**Provided text**:
****************
Am I the only one to have noticed this, but does Liz Truss appear to have aged several years in the less than 3 weeks that she's been PM? She skipped into 10 Downing Street looking fairly spry and heaIthy... and now she looks like she's been smoking 20 a day and knocking back a couple of pints of gin since she was 12 years old. I know it's generally quite usual for the leader of a government to age visibly whilst in power - the weight of responsibility and all that - but she appears to have done a speedrun.

I mean, yes, being to blame, almost single-handedly, for comprehensively breaking the economy of a major country, practically overnight, with the first major policy decision you take is probably likely to do that to a person; I know I'd be a complete mental and physical wreck if it were me - even more so than usual, I should say.
Admittedly David Cameron didn't appear to age particularly much during his first term as PM, but I think he was probably draining Nick Clegg of blood every night... And I'd argue that Boris Johnson's blood was probably replaced with an expensive, fine port many years before he even became PM.
****************
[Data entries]
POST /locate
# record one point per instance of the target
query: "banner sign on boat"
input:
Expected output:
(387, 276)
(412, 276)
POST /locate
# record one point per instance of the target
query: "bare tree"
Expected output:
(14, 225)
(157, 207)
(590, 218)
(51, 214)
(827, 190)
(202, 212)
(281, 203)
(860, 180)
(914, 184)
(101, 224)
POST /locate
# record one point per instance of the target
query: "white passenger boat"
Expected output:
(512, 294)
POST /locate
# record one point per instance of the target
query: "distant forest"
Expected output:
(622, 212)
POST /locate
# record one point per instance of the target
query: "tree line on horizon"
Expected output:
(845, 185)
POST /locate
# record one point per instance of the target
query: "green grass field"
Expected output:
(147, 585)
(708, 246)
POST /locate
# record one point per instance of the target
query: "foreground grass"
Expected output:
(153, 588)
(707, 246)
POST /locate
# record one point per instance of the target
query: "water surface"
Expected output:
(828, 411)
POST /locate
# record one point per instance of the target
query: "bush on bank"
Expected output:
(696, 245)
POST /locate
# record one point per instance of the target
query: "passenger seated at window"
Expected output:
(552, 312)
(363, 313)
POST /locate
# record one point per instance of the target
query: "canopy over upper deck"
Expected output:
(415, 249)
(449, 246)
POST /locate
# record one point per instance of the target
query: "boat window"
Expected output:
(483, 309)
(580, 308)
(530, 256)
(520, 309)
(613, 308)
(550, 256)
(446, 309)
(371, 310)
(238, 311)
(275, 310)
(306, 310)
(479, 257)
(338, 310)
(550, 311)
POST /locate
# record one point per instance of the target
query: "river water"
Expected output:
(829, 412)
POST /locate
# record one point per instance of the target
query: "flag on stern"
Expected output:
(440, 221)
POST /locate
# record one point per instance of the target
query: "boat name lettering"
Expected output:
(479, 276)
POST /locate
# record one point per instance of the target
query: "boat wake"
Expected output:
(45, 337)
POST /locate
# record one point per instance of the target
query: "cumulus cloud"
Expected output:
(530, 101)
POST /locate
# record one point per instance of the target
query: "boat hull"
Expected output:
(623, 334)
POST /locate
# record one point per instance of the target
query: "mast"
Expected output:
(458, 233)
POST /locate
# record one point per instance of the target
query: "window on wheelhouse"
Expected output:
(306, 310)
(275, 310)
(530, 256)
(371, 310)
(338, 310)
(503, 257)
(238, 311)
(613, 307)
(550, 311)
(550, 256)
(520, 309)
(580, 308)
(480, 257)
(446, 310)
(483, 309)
****************
**Work instructions**:
1. Repeat the stretch of the Liz Truss post from "I mean, yes, being" through "I should say.".
2. Shorten the paragraph of the Liz Truss post that begins "Admittedly David Cameron," keeping its main facts.
3. Answer these questions from the Liz Truss post:
(a) How long has Liz Truss been PM at the time of the post?
(b) What does the post say she broke with the first major policy decision?
(c) What does the post say Boris Johnson's blood was probably replaced with?
The data entries have no connection to the post about Liz Truss.

**Answers below**:
1.
I mean, yes, being to blame, almost single-handedly, for comprehensively breaking the economy of a major country, practically overnight, with the first major policy decision you take is probably likely to do that to a person; I know I'd be a complete mental and physical wreck if it were me - even more so than usual, I should say.

2. David Cameron seemed to age little in his first term as PM, likely because he was draining Nick Clegg of blood every night. Boris Johnson's blood was probably replaced with expensive, fine port years before he became PM.

3.
(a) Less than 3 weeks.
(b) The economy of a major country.
(c) An expensive, fine port.